Work required:
Identify and copy every line of the records below that contains the word "sill", matching its case exactly.

---------- Data rows

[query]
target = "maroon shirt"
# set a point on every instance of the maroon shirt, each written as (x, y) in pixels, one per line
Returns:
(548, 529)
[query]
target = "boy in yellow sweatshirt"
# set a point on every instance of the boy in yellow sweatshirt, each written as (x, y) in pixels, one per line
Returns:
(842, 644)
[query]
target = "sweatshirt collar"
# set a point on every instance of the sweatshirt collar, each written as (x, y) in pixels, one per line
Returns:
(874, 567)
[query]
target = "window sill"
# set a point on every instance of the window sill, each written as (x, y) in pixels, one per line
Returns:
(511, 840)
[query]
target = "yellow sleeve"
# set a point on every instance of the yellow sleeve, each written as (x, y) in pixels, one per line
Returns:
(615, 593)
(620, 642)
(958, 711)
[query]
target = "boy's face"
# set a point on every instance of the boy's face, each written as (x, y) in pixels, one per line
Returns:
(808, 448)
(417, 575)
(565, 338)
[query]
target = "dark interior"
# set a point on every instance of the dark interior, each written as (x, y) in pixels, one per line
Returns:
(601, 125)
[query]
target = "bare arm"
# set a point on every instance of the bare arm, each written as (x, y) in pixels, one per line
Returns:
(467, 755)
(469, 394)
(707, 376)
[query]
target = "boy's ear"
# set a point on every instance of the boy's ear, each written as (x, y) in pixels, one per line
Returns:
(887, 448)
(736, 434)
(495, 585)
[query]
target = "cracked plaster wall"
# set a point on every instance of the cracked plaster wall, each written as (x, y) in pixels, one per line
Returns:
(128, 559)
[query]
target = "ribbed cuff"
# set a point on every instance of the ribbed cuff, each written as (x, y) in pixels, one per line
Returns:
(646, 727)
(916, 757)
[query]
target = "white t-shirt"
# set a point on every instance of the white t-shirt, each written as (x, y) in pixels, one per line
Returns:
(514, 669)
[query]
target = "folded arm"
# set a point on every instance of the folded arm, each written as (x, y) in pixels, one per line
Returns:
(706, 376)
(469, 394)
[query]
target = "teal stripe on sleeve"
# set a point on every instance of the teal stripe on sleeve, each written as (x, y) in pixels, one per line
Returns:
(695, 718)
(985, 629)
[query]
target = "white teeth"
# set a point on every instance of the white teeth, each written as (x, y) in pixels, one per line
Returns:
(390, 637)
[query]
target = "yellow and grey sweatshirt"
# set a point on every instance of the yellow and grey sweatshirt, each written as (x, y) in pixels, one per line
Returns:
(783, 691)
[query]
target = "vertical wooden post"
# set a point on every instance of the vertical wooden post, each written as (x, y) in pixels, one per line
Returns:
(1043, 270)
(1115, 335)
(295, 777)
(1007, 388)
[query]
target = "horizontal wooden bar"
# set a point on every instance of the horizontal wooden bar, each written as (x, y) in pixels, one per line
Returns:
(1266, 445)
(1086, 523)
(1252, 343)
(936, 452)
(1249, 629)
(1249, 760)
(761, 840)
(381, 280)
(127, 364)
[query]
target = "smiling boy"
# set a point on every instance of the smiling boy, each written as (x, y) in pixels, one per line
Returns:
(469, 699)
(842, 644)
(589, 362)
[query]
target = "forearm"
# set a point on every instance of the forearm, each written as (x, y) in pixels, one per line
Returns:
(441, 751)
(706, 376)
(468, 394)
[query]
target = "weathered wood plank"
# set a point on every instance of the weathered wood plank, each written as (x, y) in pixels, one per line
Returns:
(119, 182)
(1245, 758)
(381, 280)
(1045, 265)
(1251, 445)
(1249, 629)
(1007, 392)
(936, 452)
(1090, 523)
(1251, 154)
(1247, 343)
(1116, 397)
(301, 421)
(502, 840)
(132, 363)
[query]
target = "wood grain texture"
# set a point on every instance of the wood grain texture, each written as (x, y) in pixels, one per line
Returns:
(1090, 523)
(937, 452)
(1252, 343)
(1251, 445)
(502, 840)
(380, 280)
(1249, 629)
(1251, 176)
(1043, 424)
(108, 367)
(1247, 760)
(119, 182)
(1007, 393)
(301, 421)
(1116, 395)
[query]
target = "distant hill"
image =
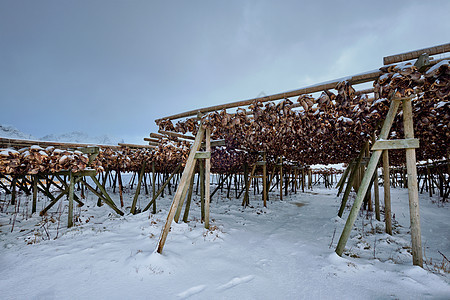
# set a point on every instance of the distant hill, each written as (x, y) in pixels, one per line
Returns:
(8, 131)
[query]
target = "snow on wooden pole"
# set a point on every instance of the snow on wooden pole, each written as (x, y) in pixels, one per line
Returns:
(367, 178)
(183, 181)
(412, 185)
(387, 192)
(71, 189)
(207, 177)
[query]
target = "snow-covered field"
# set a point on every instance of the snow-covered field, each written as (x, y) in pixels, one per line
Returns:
(285, 251)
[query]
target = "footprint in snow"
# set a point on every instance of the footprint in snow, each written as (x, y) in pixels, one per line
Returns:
(236, 281)
(192, 291)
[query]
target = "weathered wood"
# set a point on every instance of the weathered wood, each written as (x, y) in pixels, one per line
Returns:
(188, 201)
(138, 146)
(354, 172)
(71, 191)
(183, 181)
(109, 201)
(412, 184)
(138, 189)
(387, 193)
(356, 79)
(202, 155)
(35, 179)
(207, 177)
(153, 186)
(367, 178)
(416, 53)
(161, 189)
(396, 144)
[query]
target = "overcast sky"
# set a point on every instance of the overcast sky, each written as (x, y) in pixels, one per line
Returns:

--------------------

Final answer:
target = "window sill"
# set a point on every instance of the window sill, each written as (x, y) in pixels, one per line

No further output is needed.